INFORMATION PROVIDED ->

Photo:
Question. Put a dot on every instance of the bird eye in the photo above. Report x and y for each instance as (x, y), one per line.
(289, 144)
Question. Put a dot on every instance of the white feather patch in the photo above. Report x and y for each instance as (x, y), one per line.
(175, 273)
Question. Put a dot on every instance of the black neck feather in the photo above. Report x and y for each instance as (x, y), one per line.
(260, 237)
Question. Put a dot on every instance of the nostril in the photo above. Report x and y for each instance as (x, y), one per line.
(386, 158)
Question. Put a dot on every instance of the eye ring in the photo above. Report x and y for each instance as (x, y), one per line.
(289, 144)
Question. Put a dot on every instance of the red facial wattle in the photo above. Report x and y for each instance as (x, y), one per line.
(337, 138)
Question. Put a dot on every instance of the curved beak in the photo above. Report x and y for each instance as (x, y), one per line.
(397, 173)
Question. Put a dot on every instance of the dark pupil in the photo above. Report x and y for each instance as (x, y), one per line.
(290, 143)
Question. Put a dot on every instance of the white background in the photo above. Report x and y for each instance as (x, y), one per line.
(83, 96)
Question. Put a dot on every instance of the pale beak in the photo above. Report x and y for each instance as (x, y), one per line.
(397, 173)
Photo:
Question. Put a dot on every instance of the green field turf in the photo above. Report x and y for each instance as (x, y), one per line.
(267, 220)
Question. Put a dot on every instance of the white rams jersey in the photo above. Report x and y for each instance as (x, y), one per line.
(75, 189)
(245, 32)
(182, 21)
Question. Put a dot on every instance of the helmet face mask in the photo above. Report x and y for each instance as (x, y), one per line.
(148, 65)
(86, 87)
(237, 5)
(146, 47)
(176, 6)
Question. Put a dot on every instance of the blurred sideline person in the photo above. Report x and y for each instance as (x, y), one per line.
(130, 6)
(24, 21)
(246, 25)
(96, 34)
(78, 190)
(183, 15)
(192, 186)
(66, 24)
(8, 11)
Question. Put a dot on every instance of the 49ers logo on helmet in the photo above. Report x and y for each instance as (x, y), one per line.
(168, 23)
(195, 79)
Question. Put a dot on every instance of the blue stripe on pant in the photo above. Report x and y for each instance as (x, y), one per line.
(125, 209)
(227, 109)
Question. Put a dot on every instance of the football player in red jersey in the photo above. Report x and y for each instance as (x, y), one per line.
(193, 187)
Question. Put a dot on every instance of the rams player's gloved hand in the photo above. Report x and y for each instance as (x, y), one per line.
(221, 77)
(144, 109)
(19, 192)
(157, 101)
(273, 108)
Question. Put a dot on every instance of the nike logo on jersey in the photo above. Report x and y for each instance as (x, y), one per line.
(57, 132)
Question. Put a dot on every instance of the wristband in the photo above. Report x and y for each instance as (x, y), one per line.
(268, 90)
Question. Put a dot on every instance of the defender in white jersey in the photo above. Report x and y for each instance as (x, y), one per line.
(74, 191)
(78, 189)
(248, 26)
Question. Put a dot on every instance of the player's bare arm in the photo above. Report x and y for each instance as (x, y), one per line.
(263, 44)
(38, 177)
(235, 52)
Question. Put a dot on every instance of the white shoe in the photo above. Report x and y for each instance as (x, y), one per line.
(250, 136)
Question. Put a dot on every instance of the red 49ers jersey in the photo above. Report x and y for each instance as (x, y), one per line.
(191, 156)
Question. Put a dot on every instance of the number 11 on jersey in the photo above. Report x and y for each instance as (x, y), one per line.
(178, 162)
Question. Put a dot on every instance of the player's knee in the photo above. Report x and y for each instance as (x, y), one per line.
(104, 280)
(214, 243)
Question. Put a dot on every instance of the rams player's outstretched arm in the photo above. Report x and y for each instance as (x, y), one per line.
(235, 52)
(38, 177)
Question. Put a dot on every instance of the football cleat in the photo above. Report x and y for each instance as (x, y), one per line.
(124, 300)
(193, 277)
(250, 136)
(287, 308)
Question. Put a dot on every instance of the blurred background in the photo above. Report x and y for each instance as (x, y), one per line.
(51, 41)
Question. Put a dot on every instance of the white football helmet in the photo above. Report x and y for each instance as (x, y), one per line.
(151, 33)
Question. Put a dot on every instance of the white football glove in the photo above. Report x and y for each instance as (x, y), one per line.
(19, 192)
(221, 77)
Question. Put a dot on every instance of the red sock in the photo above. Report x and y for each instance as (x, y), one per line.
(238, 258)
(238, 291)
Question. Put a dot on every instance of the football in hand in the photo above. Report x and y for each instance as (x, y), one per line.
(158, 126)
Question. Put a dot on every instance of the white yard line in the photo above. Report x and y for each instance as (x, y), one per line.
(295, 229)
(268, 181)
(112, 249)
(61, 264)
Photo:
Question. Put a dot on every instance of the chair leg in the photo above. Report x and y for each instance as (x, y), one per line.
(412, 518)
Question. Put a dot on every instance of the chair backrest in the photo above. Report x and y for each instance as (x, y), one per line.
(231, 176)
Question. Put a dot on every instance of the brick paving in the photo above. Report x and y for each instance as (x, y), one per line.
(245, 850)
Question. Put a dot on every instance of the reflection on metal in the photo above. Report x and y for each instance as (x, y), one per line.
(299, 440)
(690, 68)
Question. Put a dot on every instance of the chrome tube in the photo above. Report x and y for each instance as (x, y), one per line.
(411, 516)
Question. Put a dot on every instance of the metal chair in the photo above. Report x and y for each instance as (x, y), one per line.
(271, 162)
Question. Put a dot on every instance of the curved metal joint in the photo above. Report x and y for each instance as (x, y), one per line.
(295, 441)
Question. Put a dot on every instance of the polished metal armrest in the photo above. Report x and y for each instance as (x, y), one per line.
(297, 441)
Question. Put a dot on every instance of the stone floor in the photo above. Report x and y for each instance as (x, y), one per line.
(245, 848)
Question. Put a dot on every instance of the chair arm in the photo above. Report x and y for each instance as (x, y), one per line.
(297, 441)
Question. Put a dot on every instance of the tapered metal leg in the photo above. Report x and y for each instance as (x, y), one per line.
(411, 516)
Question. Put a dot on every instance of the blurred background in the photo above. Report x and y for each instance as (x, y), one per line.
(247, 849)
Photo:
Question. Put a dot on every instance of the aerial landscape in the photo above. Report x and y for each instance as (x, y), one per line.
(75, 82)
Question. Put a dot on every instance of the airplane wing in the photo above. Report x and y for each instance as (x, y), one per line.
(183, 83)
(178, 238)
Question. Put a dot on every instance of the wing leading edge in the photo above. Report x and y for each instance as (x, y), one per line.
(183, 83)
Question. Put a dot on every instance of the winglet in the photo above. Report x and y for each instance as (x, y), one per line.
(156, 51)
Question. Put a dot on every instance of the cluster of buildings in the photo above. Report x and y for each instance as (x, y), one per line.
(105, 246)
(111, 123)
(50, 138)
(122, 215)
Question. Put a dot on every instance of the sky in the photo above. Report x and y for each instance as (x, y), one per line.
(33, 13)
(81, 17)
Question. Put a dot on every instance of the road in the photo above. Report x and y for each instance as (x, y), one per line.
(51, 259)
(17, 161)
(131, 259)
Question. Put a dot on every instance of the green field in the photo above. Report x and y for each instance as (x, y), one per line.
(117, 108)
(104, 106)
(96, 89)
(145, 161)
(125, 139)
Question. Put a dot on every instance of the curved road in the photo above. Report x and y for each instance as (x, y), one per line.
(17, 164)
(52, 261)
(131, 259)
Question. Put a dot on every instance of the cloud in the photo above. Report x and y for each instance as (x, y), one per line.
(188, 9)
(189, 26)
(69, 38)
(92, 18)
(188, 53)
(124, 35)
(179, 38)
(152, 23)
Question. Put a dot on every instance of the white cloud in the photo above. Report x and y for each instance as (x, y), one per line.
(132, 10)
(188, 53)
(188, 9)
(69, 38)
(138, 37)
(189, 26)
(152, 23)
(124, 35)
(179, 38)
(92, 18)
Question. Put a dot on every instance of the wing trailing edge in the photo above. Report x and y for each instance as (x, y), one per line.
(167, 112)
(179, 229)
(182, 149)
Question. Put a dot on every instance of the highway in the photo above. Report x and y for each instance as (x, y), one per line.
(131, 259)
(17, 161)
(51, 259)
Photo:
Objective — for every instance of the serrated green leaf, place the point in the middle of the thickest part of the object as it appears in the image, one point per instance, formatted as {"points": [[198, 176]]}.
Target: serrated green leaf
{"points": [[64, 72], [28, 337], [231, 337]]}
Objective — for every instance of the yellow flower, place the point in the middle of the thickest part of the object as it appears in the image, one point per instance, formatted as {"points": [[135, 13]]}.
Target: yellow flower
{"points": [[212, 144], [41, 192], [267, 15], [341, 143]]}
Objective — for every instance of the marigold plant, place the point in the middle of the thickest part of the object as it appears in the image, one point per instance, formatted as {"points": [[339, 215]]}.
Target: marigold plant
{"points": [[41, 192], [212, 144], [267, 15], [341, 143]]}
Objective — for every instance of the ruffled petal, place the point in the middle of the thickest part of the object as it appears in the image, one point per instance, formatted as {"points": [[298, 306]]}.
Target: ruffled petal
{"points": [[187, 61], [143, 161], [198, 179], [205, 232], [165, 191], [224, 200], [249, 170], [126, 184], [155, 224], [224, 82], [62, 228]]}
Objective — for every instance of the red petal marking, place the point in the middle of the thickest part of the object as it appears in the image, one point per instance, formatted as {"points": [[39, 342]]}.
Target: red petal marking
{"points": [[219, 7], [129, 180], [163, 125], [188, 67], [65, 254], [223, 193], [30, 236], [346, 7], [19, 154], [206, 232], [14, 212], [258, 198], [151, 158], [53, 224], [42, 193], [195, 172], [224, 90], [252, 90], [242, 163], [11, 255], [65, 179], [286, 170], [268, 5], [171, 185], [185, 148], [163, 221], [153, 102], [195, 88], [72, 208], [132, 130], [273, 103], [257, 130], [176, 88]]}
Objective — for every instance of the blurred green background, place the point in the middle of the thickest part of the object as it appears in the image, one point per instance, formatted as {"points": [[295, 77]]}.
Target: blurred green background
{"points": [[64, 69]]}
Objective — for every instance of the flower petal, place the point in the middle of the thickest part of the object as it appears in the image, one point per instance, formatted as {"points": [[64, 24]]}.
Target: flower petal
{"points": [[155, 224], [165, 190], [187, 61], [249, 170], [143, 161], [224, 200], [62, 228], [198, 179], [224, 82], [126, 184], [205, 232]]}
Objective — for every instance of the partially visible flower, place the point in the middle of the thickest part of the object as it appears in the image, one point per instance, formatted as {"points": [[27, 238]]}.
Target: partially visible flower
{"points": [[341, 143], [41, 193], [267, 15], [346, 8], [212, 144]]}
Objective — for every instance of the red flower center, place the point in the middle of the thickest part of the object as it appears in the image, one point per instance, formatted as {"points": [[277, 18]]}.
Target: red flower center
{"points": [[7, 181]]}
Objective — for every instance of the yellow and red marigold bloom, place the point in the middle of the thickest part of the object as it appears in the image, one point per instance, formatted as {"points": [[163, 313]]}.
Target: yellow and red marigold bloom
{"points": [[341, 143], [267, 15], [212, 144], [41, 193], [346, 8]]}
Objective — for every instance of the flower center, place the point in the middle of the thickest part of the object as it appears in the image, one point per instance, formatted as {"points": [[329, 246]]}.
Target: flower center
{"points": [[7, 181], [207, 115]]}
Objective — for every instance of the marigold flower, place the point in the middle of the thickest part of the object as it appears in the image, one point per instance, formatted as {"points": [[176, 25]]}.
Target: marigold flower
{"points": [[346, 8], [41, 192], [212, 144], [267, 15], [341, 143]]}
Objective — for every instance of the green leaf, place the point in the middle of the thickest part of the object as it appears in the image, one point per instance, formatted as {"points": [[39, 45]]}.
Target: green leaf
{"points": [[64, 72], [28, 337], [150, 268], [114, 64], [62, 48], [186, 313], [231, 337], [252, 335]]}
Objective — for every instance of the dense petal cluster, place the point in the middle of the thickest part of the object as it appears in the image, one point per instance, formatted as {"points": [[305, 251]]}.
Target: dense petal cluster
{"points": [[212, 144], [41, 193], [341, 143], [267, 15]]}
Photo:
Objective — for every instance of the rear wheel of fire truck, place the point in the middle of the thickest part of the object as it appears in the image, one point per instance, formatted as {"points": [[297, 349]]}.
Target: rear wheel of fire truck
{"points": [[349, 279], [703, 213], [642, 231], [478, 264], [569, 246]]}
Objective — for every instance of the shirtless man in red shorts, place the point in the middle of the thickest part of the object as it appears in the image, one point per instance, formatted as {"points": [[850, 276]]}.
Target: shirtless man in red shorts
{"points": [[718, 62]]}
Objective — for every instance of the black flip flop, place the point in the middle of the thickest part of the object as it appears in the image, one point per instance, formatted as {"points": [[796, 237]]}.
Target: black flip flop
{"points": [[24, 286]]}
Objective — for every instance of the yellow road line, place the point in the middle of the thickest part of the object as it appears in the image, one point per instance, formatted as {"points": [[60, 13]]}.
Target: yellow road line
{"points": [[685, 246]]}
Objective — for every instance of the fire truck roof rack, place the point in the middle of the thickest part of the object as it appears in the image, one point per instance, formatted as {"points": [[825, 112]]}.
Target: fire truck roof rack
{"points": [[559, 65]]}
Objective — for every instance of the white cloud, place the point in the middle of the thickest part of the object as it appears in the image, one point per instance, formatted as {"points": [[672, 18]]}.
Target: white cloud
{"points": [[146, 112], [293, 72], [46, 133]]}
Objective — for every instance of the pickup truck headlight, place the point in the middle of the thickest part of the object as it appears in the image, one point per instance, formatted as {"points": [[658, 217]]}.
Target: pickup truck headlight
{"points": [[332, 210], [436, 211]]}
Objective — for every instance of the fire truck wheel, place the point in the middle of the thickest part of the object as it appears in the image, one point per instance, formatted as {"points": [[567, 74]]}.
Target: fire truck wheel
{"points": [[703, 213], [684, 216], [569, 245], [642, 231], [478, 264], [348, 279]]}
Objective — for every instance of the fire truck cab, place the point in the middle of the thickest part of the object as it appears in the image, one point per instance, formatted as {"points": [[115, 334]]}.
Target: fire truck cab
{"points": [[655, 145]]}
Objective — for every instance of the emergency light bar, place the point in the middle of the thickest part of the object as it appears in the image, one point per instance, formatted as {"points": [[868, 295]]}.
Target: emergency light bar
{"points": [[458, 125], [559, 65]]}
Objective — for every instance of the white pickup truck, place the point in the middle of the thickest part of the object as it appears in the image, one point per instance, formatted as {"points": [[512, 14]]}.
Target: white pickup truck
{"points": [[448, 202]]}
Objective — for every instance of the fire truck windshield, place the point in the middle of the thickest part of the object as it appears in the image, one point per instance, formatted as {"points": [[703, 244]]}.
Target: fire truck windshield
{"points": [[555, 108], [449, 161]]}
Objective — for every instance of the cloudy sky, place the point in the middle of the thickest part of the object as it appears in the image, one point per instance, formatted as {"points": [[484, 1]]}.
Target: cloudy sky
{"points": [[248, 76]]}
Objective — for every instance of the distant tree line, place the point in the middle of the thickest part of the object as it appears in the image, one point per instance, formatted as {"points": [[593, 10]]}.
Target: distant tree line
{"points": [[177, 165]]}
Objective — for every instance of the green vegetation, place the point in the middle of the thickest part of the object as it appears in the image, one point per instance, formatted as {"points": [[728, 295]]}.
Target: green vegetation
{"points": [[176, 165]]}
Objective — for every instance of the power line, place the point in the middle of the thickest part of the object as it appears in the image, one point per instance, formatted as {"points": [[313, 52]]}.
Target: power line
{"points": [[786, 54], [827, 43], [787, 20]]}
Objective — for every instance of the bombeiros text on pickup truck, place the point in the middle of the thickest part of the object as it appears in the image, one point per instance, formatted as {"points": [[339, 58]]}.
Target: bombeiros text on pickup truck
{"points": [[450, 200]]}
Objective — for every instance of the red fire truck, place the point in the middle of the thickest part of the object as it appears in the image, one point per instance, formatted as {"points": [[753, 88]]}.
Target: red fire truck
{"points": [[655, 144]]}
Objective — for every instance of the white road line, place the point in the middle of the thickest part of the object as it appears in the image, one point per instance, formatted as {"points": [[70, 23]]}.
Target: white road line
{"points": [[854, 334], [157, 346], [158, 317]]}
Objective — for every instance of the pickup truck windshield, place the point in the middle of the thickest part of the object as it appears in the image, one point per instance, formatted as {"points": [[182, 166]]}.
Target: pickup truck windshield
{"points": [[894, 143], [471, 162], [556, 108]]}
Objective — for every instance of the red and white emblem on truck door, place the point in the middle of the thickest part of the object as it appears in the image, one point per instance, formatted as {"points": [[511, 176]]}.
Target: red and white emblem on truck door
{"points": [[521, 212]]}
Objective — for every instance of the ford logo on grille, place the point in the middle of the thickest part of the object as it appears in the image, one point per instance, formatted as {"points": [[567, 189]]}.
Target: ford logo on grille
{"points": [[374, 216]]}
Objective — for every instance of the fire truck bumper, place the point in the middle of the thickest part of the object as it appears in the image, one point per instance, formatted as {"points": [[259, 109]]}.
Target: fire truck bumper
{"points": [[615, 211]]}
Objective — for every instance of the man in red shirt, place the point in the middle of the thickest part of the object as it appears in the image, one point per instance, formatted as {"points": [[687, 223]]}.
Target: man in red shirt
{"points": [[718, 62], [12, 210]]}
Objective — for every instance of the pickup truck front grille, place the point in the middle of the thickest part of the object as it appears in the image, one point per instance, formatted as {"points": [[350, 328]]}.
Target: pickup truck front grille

WORK REQUEST -> Copy each line of the records that has "front" in it.

REPLY ->
Objective — for every instance of the pickup truck front grille, place the point in the middle of the thickest part of the object as it appears in the image, one point per instance, formatted as {"points": [[350, 328]]}.
Target: pickup truck front grille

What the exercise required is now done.